Listed records:
* * * *
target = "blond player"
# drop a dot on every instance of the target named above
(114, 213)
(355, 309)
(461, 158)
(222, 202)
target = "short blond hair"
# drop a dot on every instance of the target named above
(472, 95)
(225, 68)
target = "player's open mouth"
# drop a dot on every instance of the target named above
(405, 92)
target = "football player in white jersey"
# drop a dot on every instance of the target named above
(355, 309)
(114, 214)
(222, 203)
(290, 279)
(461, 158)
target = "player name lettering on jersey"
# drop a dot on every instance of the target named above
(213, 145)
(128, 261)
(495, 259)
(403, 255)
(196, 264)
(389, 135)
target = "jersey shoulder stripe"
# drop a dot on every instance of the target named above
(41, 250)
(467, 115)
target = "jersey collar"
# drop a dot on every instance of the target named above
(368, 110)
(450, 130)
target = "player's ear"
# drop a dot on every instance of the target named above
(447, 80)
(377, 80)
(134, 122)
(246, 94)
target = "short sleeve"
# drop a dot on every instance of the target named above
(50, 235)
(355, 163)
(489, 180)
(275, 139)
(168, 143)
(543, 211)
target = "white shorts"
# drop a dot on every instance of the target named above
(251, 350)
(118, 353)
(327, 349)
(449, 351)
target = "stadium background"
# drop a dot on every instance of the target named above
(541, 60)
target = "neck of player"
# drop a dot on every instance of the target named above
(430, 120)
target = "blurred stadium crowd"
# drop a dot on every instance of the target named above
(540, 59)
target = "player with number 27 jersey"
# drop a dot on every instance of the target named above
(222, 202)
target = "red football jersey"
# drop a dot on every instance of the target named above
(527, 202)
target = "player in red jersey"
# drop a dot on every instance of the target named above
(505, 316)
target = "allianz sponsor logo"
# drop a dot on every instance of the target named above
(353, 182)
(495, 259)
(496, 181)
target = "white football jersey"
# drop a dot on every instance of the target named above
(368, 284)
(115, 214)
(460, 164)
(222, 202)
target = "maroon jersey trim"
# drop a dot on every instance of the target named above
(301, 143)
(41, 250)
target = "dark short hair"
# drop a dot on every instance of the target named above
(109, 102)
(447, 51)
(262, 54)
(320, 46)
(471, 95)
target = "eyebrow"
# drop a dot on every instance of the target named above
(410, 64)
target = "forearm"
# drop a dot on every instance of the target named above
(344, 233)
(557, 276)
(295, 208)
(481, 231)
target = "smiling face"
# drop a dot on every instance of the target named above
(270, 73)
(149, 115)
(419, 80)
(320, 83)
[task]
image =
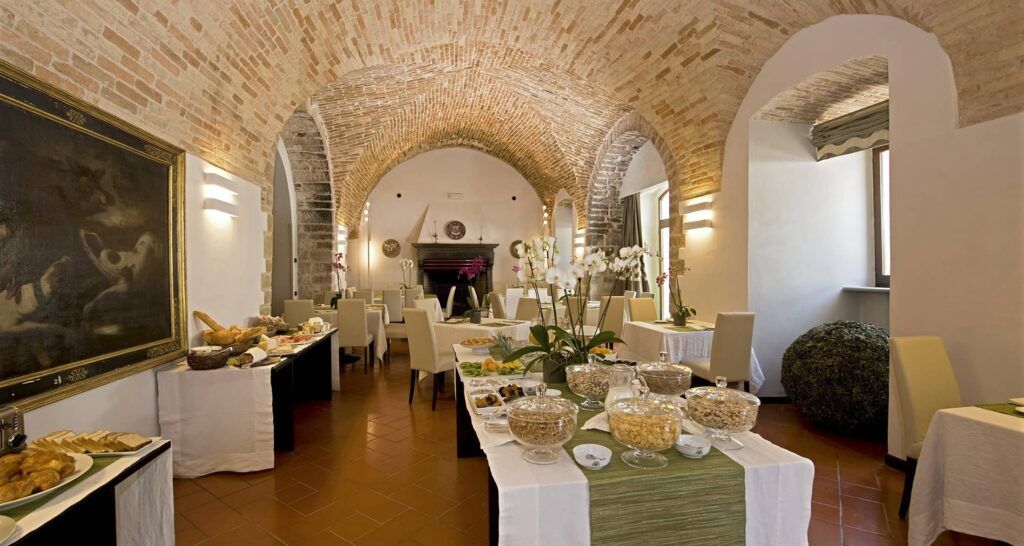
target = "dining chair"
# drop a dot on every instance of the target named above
(497, 307)
(642, 309)
(450, 304)
(366, 295)
(527, 309)
(730, 350)
(352, 330)
(926, 384)
(298, 310)
(423, 353)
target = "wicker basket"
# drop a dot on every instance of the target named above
(208, 361)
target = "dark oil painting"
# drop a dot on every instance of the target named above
(88, 269)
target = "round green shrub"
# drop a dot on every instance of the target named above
(838, 375)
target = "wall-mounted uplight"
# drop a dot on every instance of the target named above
(220, 195)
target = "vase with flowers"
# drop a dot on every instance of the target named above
(338, 270)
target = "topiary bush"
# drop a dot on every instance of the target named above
(838, 375)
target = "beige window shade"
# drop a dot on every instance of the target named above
(859, 130)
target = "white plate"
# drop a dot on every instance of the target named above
(82, 464)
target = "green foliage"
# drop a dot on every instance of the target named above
(838, 375)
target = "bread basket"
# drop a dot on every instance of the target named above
(209, 358)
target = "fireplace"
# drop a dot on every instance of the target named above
(438, 265)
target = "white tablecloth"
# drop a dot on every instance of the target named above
(643, 341)
(143, 502)
(970, 477)
(217, 420)
(550, 504)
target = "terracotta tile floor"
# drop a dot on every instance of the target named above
(370, 469)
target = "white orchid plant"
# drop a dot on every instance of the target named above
(538, 263)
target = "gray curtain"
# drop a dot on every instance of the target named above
(633, 235)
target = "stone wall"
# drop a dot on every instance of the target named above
(313, 203)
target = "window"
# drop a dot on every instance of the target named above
(663, 244)
(883, 264)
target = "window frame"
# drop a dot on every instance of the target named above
(880, 279)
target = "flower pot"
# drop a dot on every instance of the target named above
(554, 372)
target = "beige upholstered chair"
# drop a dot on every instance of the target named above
(730, 350)
(451, 303)
(642, 309)
(298, 310)
(926, 384)
(352, 329)
(423, 353)
(497, 305)
(527, 309)
(366, 295)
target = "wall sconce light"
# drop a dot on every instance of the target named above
(219, 195)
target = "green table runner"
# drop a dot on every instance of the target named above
(17, 512)
(1007, 409)
(690, 501)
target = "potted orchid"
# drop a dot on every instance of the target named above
(338, 269)
(474, 268)
(559, 344)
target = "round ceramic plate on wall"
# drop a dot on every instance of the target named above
(455, 229)
(391, 248)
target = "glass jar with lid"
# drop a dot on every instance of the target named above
(665, 378)
(646, 425)
(542, 424)
(723, 411)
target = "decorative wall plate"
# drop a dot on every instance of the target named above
(391, 248)
(455, 229)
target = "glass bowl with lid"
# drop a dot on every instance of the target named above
(665, 378)
(646, 425)
(542, 424)
(723, 411)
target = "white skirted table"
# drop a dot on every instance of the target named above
(643, 341)
(970, 477)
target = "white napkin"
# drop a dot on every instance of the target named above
(598, 422)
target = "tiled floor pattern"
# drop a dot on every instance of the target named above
(370, 469)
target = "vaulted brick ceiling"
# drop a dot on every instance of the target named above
(534, 81)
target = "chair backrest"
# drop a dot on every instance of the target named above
(730, 349)
(451, 302)
(497, 307)
(642, 309)
(366, 295)
(392, 300)
(352, 323)
(422, 344)
(527, 309)
(298, 310)
(615, 315)
(926, 384)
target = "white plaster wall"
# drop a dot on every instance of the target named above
(810, 235)
(956, 204)
(224, 262)
(486, 184)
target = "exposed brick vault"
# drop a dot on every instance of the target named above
(539, 83)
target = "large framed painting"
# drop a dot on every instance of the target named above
(91, 246)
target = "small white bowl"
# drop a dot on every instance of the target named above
(692, 447)
(592, 456)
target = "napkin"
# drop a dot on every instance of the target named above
(598, 422)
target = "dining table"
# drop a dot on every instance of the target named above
(646, 340)
(969, 476)
(758, 495)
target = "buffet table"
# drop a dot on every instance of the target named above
(553, 504)
(232, 419)
(120, 500)
(965, 479)
(643, 341)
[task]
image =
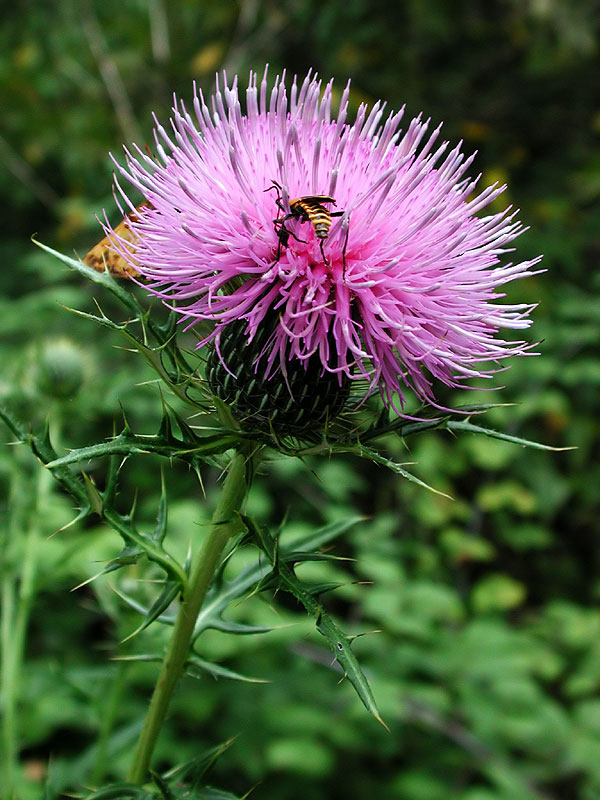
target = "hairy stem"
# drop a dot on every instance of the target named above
(223, 526)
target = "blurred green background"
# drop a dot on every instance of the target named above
(487, 667)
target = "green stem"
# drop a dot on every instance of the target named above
(224, 525)
(18, 595)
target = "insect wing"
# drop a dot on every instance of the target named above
(104, 256)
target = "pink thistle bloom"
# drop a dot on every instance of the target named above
(403, 288)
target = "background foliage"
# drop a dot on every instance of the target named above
(487, 667)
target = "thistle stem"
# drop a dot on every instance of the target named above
(223, 526)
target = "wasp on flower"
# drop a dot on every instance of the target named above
(411, 297)
(311, 208)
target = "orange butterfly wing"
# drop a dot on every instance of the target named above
(103, 255)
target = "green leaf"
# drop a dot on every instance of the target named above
(377, 458)
(468, 427)
(160, 605)
(119, 791)
(198, 667)
(338, 641)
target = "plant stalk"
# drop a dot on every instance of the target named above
(223, 526)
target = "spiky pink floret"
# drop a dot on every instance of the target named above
(409, 287)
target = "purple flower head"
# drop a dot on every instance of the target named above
(399, 286)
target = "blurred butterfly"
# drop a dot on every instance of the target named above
(103, 256)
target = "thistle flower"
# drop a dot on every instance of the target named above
(399, 289)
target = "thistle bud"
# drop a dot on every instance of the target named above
(60, 369)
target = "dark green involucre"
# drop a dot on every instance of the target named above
(298, 402)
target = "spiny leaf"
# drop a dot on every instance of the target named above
(197, 667)
(196, 768)
(338, 641)
(161, 518)
(160, 605)
(377, 458)
(260, 576)
(456, 425)
(225, 626)
(104, 279)
(127, 444)
(119, 791)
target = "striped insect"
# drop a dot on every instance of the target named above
(310, 208)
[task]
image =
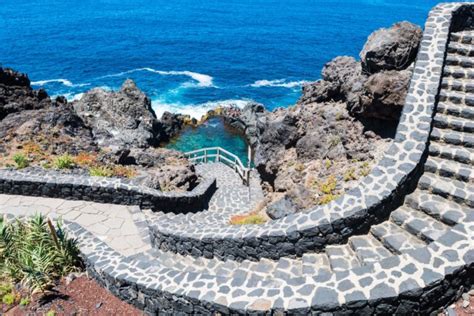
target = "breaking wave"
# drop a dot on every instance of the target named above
(277, 83)
(201, 80)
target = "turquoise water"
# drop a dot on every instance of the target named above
(190, 55)
(212, 133)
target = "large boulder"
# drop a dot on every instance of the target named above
(120, 119)
(383, 95)
(394, 48)
(16, 94)
(56, 128)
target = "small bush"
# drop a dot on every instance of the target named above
(326, 198)
(101, 171)
(365, 169)
(350, 175)
(8, 299)
(123, 171)
(21, 161)
(64, 162)
(36, 255)
(24, 301)
(31, 148)
(249, 219)
(85, 159)
(328, 186)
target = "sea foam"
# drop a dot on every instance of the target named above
(277, 83)
(202, 80)
(65, 82)
(196, 111)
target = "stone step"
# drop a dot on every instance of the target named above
(449, 212)
(263, 267)
(452, 137)
(455, 110)
(315, 263)
(458, 60)
(455, 123)
(286, 268)
(368, 249)
(458, 191)
(460, 49)
(458, 72)
(457, 97)
(418, 223)
(457, 153)
(463, 85)
(450, 169)
(395, 238)
(465, 37)
(342, 257)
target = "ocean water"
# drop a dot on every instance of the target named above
(190, 55)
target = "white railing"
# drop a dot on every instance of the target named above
(218, 154)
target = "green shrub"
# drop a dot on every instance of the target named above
(24, 301)
(247, 219)
(64, 162)
(21, 161)
(35, 254)
(5, 288)
(101, 172)
(8, 299)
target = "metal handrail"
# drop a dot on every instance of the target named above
(221, 155)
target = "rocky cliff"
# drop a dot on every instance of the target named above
(111, 133)
(312, 152)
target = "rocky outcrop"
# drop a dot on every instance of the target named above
(315, 151)
(16, 94)
(29, 116)
(376, 86)
(119, 128)
(394, 48)
(120, 119)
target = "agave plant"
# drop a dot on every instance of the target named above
(36, 253)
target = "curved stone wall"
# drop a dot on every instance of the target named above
(379, 193)
(105, 190)
(418, 282)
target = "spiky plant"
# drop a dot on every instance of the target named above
(36, 253)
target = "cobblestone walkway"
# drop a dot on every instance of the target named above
(231, 198)
(113, 224)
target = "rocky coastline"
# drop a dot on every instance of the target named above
(307, 154)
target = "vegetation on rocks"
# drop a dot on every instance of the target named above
(35, 253)
(247, 219)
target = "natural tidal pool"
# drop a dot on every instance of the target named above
(212, 133)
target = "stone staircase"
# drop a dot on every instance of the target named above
(408, 257)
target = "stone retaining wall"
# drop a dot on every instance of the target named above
(405, 284)
(370, 203)
(105, 190)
* * * *
Given instruction: Pull out every line of the rows above that contains the word "beige", and copy each one in full.

Exercise response:
target = "beige window shade"
target = "beige upholstered chair"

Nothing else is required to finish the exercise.